[Text to read]
The Clayton County Chamber of Commerce publicly attacked the county Board of Education on Thursday, saying the board's actions are hurting the business community and threaten the county's quality of life.

The chamber also called for the resignations of four key school board members at the center of the controversy that has swirled around Clayton County's Board of Education since the ouster of the county school superintendent in January.

An overwhelming 98 percent of Clayton chamber members that answered an e-mail poll this week agreed to take a stand against the school board's controversial actions. At a press conference Thursday afternoon, chamber President and CEO Shane Moody issued a statement asking board Chairwoman Nedra Ware, Vice Chairwoman Connie Kitchens and board members Carol Kellam and LaToya Walker to resign.

"We have sat back and waited long enough for this problem to solve itself," Moody said. "It is (those four members') actions that have caused this upheaval in productive board meetings and quality education for our children. If they do not resign, we encourage the business owners and citizens of those board members' respective districts to sponsor petitions for those board members' recall."

The board's divisiveness and the controversy surrounding the county school system have started to affect the business community, Moody said, by scaring off businesses looking to invest here. The situation has grown worse, he added, since the Southern Association of Colleges and Schools, the county's accrediting agency, put the school system on probation.

At least two businesses looking to relocate or expand here have backed away from the county, Moody said, after hearing the controversy with the school system surfaced. That could result in the loss of a $50 million investment and hundreds of jobs, he said.

"We are losing business relocations and expansions on a daily basis because of the threat of losing accreditation," Moody said. "No business will be part of a community with a crumbling public school system. (Losing those businesses) takes jobs and money out of our county, and ultimately decays our quality of life."

The chamber statement also called for the board to implement the changes recommended by both the Clayton County Grand Jury report and the report issued earlier this year by SACS, as well as to conduct a national search for a new superintendent. Dr. William Chavis has been serving as interim superintendent since the firing of Dan Colwell earlier this year.

In addition to the chamber's joint statement issued by Moody, members of the organization's board of directors and individual chamber members became vocal Thursday in their opposition of the school board's actions.

Chamber board member Geoff Fulton of the accounting firm D.J. Fulton, CPA, was a product of the Clayton County school system but isn't as proud of that as he used to be.

"I used to tell people with pride that I graduated from Jonesboro High School," Fulton said. "Now it's embarrassing to say I graduated from Clayton County schools."

Dr. Kirk Smick, chairman of the Clayton Eye Center, has encountered a similar problem in dealing with people from around metro Atlanta.

[What you need to do]
(1) In the article about the Clayton County school board, what share of chamber members who answered the e-mail poll agreed to take a stand against the board's actions?
(2) Please name every school board member the article about the Clayton County school board says the chamber asked to resign.
(3) Translate this sentence from the article about the Clayton County school board into Spanish: "No business will be part of a community with a crumbling public school system."

[Records provided]
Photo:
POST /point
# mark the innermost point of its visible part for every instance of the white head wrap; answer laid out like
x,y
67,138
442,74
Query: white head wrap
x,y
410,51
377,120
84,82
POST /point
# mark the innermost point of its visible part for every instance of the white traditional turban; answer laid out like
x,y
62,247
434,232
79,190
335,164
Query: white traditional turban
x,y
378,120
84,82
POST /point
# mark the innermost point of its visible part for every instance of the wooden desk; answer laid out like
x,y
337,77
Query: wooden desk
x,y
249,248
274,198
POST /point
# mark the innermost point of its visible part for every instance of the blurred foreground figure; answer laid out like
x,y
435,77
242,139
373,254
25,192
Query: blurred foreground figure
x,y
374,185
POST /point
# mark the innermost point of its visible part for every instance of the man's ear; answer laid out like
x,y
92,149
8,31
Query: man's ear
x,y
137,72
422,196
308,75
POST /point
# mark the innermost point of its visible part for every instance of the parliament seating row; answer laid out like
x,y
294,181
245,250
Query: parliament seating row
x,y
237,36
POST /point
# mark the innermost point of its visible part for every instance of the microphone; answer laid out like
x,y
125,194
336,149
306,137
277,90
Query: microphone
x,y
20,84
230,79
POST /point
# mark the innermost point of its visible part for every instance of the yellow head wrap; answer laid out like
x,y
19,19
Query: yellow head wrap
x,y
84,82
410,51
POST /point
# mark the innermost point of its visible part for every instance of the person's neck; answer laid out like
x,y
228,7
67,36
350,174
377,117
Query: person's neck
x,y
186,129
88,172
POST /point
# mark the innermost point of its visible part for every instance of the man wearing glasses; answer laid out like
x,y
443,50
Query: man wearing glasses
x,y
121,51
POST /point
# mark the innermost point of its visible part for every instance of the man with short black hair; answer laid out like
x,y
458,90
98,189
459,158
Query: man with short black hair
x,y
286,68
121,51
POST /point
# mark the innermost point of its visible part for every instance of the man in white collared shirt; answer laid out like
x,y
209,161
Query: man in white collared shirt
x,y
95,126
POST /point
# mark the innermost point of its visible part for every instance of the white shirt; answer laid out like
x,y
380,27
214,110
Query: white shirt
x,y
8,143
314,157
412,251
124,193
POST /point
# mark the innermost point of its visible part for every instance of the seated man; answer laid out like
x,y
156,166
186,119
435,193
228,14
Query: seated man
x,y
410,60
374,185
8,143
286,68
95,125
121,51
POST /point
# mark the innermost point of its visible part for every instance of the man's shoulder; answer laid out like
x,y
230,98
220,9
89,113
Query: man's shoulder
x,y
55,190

[Results by task]
(1) 98 percent

(2) Nedra Ware, Connie Kitchens, Carol Kellam, LaToya Walker

(3) Ninguna empresa formará parte de una comunidad con un sistema de escuelas públicas que se desmorona.